■ TO BE DONE
Identify every line below that contains the word "green", matching case exactly, and copy each of those lines.

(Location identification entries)
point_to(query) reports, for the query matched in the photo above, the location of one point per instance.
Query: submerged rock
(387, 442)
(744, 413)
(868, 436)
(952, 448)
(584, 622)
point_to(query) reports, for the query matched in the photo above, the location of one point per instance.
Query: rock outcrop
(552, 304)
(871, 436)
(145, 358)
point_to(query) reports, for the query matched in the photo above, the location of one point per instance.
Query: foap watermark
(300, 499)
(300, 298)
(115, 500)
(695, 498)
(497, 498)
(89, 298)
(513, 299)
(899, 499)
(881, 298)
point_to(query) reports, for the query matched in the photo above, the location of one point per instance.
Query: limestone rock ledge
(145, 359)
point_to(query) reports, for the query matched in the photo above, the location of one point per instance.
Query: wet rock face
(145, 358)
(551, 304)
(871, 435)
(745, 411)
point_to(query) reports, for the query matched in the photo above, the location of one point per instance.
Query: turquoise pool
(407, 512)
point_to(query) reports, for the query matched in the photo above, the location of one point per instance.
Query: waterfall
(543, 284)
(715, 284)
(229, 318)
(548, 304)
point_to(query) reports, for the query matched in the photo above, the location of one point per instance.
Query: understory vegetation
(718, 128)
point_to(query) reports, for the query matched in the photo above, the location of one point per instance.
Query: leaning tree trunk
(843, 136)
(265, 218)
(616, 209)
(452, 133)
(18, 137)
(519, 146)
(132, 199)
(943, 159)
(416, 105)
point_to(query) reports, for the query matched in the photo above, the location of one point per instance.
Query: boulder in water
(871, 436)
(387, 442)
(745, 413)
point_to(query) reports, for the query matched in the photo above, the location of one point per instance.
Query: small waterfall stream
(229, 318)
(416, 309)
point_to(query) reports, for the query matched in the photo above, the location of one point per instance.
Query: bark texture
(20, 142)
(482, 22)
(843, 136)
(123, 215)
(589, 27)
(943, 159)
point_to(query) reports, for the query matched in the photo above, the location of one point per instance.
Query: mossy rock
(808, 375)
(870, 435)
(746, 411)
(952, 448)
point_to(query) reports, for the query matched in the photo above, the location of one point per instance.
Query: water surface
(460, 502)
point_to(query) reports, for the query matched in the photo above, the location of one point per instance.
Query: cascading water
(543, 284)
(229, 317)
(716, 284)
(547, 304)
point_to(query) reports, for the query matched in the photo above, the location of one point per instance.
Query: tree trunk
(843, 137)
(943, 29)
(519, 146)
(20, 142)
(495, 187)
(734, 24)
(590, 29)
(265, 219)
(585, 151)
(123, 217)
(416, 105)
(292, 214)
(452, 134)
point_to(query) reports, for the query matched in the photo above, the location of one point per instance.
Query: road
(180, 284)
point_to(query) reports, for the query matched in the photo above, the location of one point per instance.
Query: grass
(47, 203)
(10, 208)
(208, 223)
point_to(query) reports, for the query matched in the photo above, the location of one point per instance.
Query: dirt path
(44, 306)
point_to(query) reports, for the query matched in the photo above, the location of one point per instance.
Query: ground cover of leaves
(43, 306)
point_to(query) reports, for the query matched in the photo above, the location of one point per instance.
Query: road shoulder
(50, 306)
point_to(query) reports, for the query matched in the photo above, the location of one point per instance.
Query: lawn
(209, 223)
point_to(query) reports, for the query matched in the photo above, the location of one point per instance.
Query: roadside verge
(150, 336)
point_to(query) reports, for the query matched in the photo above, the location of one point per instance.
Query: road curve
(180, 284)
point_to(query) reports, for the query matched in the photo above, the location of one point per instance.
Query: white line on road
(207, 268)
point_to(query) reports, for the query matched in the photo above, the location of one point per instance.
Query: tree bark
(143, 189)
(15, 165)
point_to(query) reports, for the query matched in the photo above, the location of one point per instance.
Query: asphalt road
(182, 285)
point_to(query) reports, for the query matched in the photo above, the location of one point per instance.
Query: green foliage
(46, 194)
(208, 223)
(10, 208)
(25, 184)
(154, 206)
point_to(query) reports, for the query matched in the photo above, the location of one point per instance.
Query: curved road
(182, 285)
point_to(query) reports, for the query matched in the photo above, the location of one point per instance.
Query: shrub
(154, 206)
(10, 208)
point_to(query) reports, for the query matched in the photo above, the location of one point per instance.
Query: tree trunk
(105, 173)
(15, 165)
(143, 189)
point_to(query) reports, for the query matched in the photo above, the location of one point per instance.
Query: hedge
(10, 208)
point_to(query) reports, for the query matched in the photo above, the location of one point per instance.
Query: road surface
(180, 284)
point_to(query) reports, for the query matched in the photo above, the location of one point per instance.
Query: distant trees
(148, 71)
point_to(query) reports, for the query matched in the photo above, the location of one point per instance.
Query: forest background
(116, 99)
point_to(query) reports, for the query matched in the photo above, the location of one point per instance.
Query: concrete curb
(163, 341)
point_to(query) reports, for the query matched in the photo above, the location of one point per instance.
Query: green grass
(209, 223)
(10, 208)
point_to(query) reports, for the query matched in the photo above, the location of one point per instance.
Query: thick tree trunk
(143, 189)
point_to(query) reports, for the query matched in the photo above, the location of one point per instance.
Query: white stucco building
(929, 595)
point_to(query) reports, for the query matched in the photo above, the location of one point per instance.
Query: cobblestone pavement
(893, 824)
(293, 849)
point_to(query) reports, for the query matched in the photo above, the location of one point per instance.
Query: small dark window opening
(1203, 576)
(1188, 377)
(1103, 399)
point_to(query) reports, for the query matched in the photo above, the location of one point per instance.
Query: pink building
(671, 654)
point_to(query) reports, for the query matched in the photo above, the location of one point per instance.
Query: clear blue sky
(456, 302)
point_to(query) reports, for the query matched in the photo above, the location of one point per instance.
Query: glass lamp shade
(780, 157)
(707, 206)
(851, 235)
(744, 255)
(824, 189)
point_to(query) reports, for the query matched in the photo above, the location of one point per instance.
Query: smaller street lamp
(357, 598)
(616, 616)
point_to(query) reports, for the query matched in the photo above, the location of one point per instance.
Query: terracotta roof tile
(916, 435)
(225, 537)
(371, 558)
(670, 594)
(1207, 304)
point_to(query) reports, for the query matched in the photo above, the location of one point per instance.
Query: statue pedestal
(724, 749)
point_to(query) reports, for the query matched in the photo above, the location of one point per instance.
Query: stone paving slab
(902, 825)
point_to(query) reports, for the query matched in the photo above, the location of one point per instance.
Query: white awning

■ THE RESULT
Query: green foliage
Query: green grass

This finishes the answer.